[Saved entries]
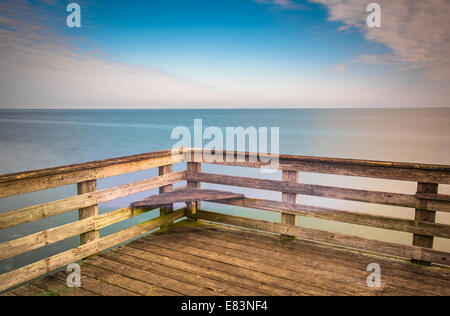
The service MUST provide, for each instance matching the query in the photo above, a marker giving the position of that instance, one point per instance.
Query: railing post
(83, 188)
(166, 209)
(193, 167)
(289, 219)
(423, 215)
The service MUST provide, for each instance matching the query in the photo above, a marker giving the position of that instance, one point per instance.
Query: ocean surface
(35, 139)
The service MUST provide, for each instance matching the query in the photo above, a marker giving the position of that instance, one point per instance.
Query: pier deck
(208, 260)
(196, 258)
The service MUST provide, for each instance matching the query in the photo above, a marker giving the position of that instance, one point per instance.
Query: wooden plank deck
(206, 260)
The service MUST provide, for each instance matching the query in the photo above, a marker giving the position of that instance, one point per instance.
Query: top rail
(30, 181)
(415, 172)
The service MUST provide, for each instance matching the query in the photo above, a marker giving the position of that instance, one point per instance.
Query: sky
(224, 54)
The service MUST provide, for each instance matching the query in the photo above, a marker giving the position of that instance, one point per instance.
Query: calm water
(47, 138)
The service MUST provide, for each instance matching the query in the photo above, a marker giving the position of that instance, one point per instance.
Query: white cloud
(340, 68)
(283, 4)
(415, 31)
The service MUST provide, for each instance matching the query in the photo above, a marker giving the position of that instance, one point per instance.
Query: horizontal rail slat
(347, 167)
(33, 213)
(404, 225)
(386, 198)
(17, 185)
(37, 240)
(370, 245)
(34, 270)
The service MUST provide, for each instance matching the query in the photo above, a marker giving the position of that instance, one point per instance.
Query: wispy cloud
(283, 4)
(415, 31)
(41, 67)
(340, 68)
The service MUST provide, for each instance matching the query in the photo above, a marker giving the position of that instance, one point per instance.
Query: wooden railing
(427, 202)
(89, 223)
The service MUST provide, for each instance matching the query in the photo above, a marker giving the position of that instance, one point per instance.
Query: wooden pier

*What this task involves:*
Can the entries above be repeated exactly, without their pictures?

*The completed task:*
The service MUST provide, for each instance matching the query in the photo above, a marker giving the position of that instance, one point per instance.
Query: railing post
(83, 188)
(166, 209)
(193, 167)
(289, 219)
(423, 215)
The service MUST provide, for each instance matching the query in the photo above, a marker giving the position of that instance, one point per instance.
Query: ocean surface
(35, 139)
The service MUST provide, for each instance matching the query in the photo above, a marker giving the position of that instance, one point per instance.
Query: pier deck
(208, 260)
(196, 258)
The service MUST provide, for each instance matching the query in the photo above, a marker giving the position of that instance, one point per instance.
Query: wooden plank deck
(206, 260)
The service MUST provide, for each instance matching the query in the photo above, a marker giving the position of that instance, one point per instance.
Query: top rail
(30, 181)
(415, 172)
The service MUST provide, for each instance matching the query in the photo above, a marker giving the position of that instance, one point per instance.
Query: sky
(224, 54)
The service MUST provide, for each instance matching the query in the photo above, a marker giving the position of that instance, one point per instance.
Query: calm water
(47, 138)
The service MUST provide, for each instance matching the query in the photo above, a marker giving the position of that instance, one point per instance.
Query: white cloud
(340, 68)
(283, 4)
(415, 31)
The service MUST provide, for each instance matching the query in the photo above, a marker giving the position of that instance, one point per instance.
Query: horizontal rail slat
(347, 167)
(33, 213)
(404, 225)
(386, 198)
(17, 185)
(37, 240)
(370, 245)
(34, 270)
The service MUST provide, for each instance matching the query in the photo above, a marker giving the position of that instance, one point per instance.
Query: wispy cloud
(283, 4)
(415, 31)
(41, 67)
(340, 68)
The service MUST provide, for each instance matching the query in the photo above, a marker giving the position of that instance, one point per instance.
Query: wooden railing
(427, 202)
(89, 223)
The service MUST provide, for each instance matching the query in the photo above, a marker giving the position of that instance, one point per instance.
Query: wooden pier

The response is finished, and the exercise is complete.